◆ Stated problem: Rewrite the stretch from the line containing "Where can the rangefinder" through the end of the lines, swapping "photo" for "image" and leaving all else unchanged.

* START Dataset entries *

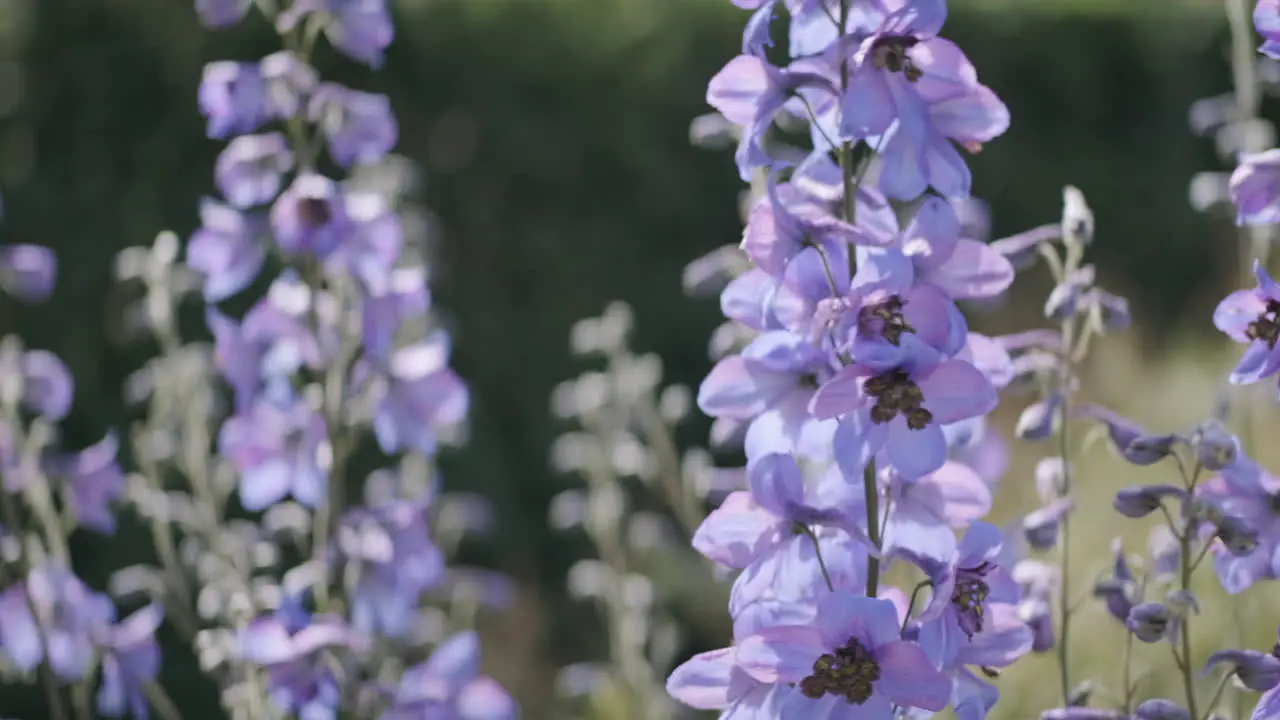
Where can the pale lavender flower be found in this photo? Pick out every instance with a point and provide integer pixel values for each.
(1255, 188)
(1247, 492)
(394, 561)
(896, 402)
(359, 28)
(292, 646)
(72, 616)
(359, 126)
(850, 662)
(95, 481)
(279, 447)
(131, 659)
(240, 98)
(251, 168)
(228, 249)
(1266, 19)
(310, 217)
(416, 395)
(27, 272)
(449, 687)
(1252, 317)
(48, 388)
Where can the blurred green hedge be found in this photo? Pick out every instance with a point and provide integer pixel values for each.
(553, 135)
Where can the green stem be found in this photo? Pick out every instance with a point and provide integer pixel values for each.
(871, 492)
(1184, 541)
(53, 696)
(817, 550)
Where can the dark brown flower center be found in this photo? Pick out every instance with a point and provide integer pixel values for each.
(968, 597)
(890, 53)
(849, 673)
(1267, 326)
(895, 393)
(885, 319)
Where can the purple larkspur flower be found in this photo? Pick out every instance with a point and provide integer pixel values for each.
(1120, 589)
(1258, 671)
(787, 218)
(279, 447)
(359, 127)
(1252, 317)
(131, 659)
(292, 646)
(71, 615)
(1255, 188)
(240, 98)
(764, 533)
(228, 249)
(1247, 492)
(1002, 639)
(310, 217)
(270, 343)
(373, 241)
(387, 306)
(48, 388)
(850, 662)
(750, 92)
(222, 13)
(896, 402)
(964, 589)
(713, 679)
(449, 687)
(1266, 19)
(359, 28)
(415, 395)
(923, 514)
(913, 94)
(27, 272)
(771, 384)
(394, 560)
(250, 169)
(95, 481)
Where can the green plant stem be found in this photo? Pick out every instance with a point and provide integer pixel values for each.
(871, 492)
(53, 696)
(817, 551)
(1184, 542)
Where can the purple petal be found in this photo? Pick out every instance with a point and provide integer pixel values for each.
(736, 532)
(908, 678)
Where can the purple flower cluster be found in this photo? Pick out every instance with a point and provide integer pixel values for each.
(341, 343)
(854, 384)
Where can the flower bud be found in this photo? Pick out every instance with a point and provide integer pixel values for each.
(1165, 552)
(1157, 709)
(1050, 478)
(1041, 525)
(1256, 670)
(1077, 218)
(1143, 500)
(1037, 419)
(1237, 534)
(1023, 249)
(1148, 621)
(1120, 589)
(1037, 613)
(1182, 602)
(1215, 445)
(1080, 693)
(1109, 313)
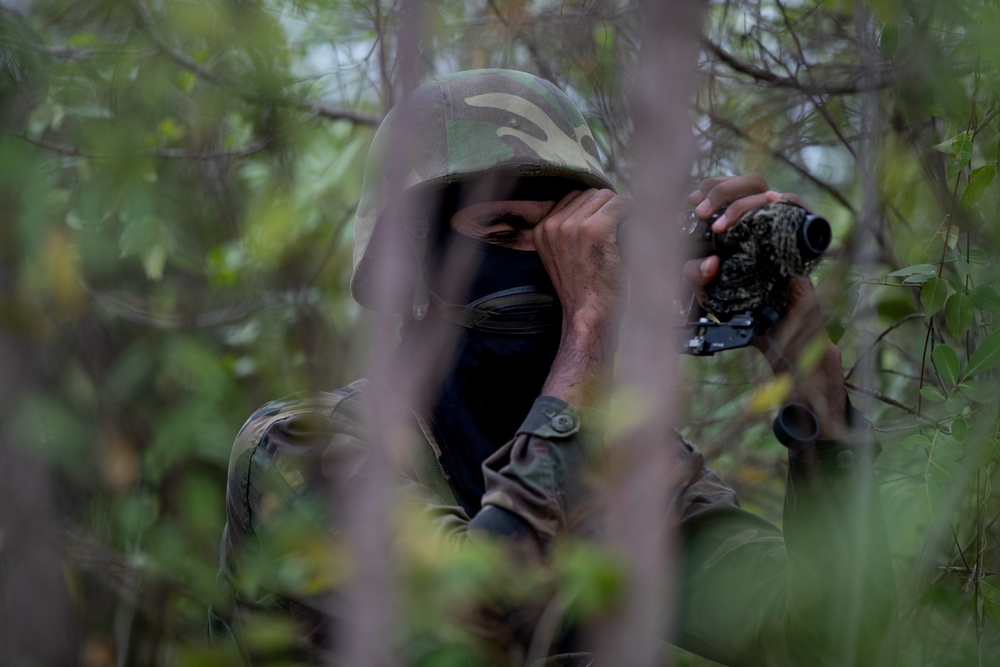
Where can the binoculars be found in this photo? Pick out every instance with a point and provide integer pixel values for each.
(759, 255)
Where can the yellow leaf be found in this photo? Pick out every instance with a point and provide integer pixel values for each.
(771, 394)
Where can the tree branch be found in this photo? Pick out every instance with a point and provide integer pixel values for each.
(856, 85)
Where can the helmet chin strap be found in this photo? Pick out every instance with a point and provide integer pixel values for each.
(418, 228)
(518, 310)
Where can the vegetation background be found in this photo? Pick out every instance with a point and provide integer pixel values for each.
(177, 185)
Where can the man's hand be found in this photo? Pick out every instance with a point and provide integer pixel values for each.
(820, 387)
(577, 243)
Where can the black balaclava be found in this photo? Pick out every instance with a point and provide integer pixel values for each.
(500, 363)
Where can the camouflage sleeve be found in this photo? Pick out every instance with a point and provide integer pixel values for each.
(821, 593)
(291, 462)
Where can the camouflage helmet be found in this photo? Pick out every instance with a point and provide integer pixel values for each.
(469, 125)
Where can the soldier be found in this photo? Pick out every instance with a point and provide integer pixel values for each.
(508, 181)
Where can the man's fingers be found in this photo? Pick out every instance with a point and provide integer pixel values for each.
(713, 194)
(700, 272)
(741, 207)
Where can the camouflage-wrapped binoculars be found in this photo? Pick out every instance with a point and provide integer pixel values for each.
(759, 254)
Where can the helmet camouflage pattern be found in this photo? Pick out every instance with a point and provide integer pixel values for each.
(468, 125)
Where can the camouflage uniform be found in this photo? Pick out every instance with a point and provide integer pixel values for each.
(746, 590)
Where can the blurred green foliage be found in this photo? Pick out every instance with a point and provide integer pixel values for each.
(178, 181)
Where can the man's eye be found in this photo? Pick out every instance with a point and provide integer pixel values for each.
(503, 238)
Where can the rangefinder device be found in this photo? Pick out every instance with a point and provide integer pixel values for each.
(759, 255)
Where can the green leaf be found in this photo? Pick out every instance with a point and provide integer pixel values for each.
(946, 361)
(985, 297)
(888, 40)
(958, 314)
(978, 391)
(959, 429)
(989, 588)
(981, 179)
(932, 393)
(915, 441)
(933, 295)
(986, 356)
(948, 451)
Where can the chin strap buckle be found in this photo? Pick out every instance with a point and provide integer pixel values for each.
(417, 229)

* END Dataset entries *

◆ Result of this task:
Where can the rangefinder device be found in this image? Pick out every instance with a point and provide integer pixel values for each.
(759, 255)
Where can the green leaf be found in this image? Pick out every instance with a point and provide integer pixel values for each.
(946, 361)
(985, 297)
(888, 40)
(958, 314)
(978, 391)
(959, 429)
(989, 588)
(981, 179)
(932, 393)
(915, 441)
(933, 295)
(986, 356)
(948, 451)
Where can the chin strap buckle be found in this image? Pick out every instance with a point and provide integer pixel values for each.
(417, 229)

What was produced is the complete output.